**** Source document ****

To use Innosoft's PMDF X.500 to synchronize various systems, we first had to install their base PMDF product, a high reliability e-mail backbone system. Although PMDF connects many different LAN-based and mainframe-based e-mail systems, a subset of those is supported by the directory synchronization product. We used PMDF to build links to our cc:Mail, Microsoft Mail and Mailworks systems, as well as SMTP (Internet), BITNET and X.400 networks. Innosoft includes tools to synchronize DDS, cc:Mail, Microsoft Mail and WordPerfect Office directories.

Installation wasn't difficult using the "cookbook" approach and automated configuration procedures. We spent about two days getting everything up and running smoothly.

PMDF X.500 stores directory information in an X.500 database. In the X.500 world, the Directory System Agent (DSA) is responsible for maintaining all directory information. Innosoft has based its DSA X.500 directory database on QUIPU--the ISODE Consortium's X.500 DSA. PMDF X.500 uses a combination of disk and memory to store directory information for best response time without adding a relational database.

Because products like cc:Mail and Microsoft Mail don't really have directories, it's up to the network manager to fill in all of the other interesting X.500 information for each user.

Like Digital's DDS, storing information in X.500 directories is a mixed blessing. By using a commonly accepted format and a distributed database, directory synchronization can be combined with directory access from intelligent mail products that will search the directory as part of composing an e-mail message. For example, Innosoft includes pop-up forms and browsers to let OpenVMS users find X.500 directory entries from within the standard VMSmail and DECwindows mail applications. Unfortunately, if you're using Microsoft Mail and cc:Mail, you must use their internal directory formats.

Synchronizing: Build It and They Will Come

Innosoft's PMDF X.500 is similar in scope to Digital's DSU in that it provides a tool kit which we had to use to build our own directory synchronization scheme. If you don't want a centralized back-end database, Innosoft doesn't require X.500. PMDF-LAN will synchronize e-mail directories to each other but not to a central database.

Internally, PMDF handles everything as Internet-standard e-mail using SMTP and MIME message and addressing formats. Any time a PC LAN user wants to send a message outside the LAN, the recipient's address looks like an Internet-style SMTP address.

PMDF relies on the network manager to build a scheduler to export and import directory information automatically at the appropriate time. Because we were doing this as a test, we manually applied updates to each directory rather than building the necessary scripts.

As network directory information percolated up to the X.500 directory, we updated the X.500 directory and generated update commands for each of the other electronic mail systems.

As in Digital's DSU, most of the process is left to you. You have to build procedures to extract, reconcile and then redistribute the information to the directories. PMDF's synchronization does not replace or work with the directory propagation systems of each e-mail package.

****

Problems to solve>
1) In the PMDF X.500 review, what did Innosoft base its DSA X.500 directory database on?
2) Carry on the PMDF X.500 review from its final sentence, keeping its plain, first-person-plural reviewing voice.

**** Source data ****

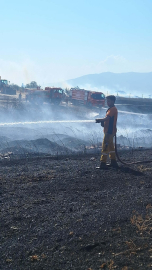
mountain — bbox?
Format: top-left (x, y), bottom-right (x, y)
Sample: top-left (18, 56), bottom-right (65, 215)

****

Written responses>
1) QUIPU, the ISODE Consortium's X.500 DSA.

2)
Searching the Directory

Directory searching with PMDF X.500, because it uses an X.500 directory, benefits from a suite of freeware applications to browse X.500 directories. Innosoft includes a browser for both command-line and X window system access. OpenVMS e-mail users can also invoke Innosoft's pop-up directory search to browse the directory and select an address for automatic inclusion in a particular message.

LAN-based e-mail packages get the directory information as part of directory propagation, so they don't need X.500 browsers. If you use X.500 but don't propagate every address into each e-mail system, Innosoft provides Microsoft Windows, Windows NT and Macintosh X.500 client browsers.

Innosoft also integrates the X.500 directory for both incoming and outgoing mail. Incoming mail is handled automatically, with fuzzy name matching and feedback to assist correspondents in finding the proper person. For example, because there are multiple instances of "J Snyder" in our e-mail system, a message sent to "JSnyder@Opus1.COM" would return a list of the Snyders along with other relevant information, such as phone number or title.

Outgoing mail from the organization is handled by tables within PMDF that rewrite return addresses to a canonical format determined by the system manager.

Digital Directory Synchronization Utility

Digital's DSU is really a tool kit for building directory synchronization systems. Digital sells a MAILbus Directory Synchronizer (which we tested) and an X.500 Directory Synchronizer.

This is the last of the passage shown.